> GIVEN TASK: Turn the records below into a numbered list with one line per number. Leave out blank lines and the pictures.

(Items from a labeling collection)
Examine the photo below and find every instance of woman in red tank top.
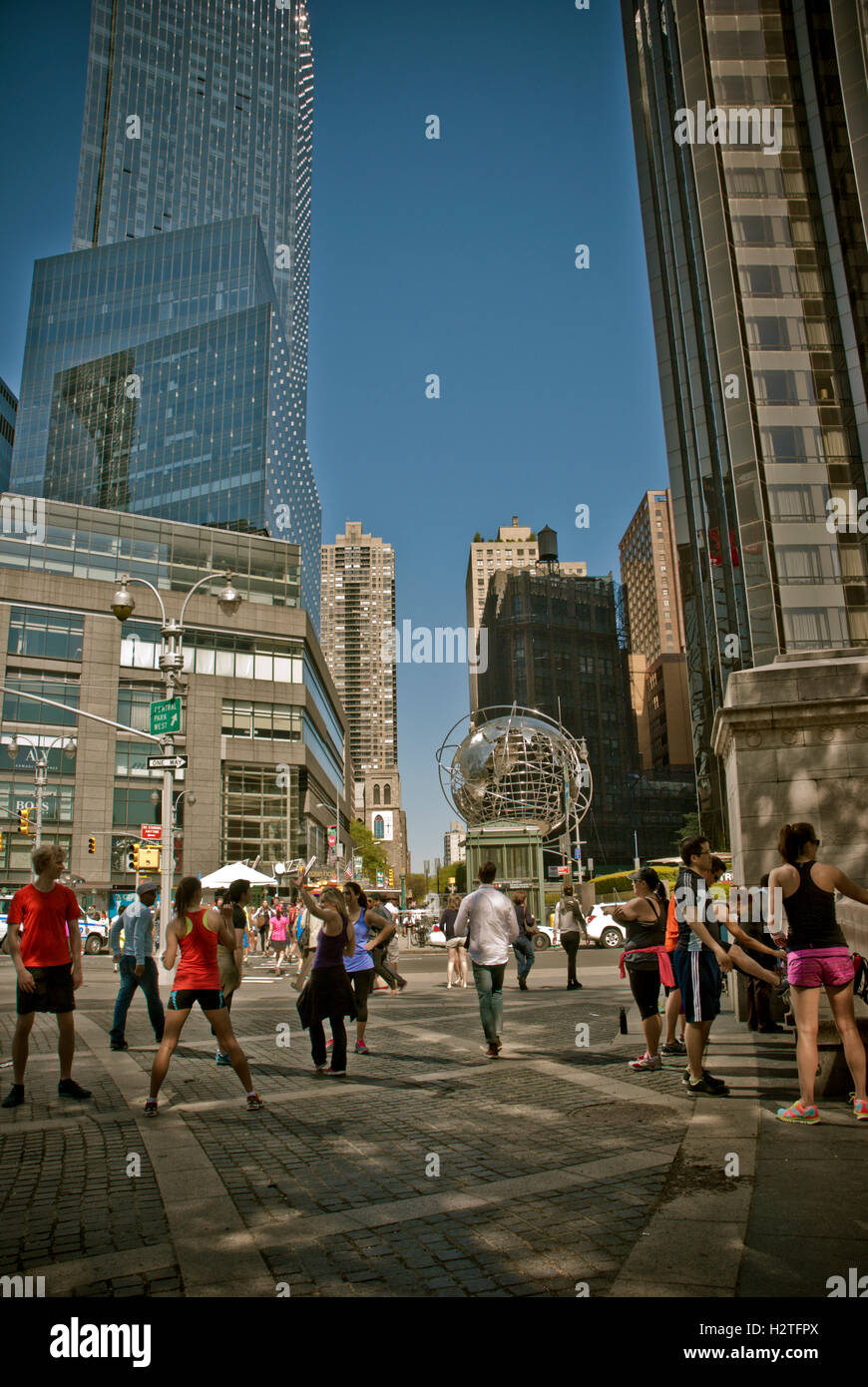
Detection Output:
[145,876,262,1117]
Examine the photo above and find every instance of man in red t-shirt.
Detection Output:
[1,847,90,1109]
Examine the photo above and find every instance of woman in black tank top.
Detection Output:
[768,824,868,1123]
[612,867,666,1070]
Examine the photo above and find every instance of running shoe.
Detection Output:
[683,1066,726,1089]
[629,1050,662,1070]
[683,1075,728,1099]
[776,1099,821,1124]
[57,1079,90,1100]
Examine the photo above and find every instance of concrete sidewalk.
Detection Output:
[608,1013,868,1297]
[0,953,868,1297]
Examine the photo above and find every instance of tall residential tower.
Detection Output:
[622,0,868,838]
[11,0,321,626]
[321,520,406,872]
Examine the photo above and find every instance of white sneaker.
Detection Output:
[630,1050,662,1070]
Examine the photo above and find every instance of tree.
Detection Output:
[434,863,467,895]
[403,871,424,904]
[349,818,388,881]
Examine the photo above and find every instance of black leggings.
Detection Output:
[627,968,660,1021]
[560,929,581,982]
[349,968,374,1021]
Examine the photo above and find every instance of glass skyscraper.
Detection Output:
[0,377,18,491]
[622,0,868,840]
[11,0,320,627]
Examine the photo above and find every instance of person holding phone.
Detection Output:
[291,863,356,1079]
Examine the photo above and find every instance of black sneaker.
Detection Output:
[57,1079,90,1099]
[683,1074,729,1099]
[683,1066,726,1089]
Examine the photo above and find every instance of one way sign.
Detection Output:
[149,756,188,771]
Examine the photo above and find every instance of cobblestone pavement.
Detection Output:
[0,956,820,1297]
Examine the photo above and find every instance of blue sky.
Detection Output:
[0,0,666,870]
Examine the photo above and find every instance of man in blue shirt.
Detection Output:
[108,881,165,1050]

> COMPLETE ANSWER:
1. Examine the photo below and find every instance of woman in red tank top.
2. Detection Output:
3. [145,876,262,1117]
4. Examine the photo above and find every instance of man in red t-shirt.
5. Detection Output:
6. [1,847,90,1109]
7. Examine the photo above and find every instance of woman in black tank top.
8. Detection Output:
9. [768,824,868,1123]
10. [612,867,666,1070]
11. Examine the photo above and find every instance of running shoe.
12. Detection Output:
13. [683,1066,726,1089]
14. [629,1050,662,1070]
15. [683,1075,728,1099]
16. [776,1099,821,1124]
17. [57,1079,90,1100]
18. Examine the photo above and find every instance of concrete sidewalk.
19. Detection Output:
20. [608,1013,868,1297]
21. [0,953,868,1297]
22. Examine the photo above and find every instance of tall residential tower.
23. Detection Output:
24. [622,0,868,838]
25. [11,0,321,626]
26. [321,520,406,872]
27. Examine the photo above and find every instance of white sneaker.
28. Detection Output:
29. [630,1050,662,1070]
30. Examine the photo above and find every instance of tree.
31. Detection Output:
32. [434,863,467,895]
33. [403,871,424,904]
34. [349,818,388,881]
35. Examine the photo above and find every instance of black leggings.
36. Detection Output:
37. [627,968,660,1021]
38. [560,929,581,982]
39. [349,968,374,1021]
40. Examine the photo above and find every instance of glass skyscraper.
41. Detection Output:
42. [0,377,18,491]
43. [622,0,868,840]
44. [11,0,320,627]
45. Examine the photo above and find every instance of person holding phone.
46. Detection Output:
47. [291,863,356,1079]
48. Examine the photo above and find every instance of black sneaker.
49. Detection Output:
50. [57,1079,90,1099]
51. [683,1074,729,1099]
52. [683,1066,726,1089]
53. Examine the photo above and find every instance of one way sign.
54. Detection Output:
55. [149,756,188,771]
56. Examine the photo above and find every instance of cobblestone pavement.
57. Detection Output:
58. [0,956,820,1297]
59. Examine the photo above and find every instance of blue sky.
60. Detection Output:
61. [0,0,666,870]
62. Examine the photo above and find every instance of man in blue shirt.
63. Detection Output:
64. [108,881,165,1050]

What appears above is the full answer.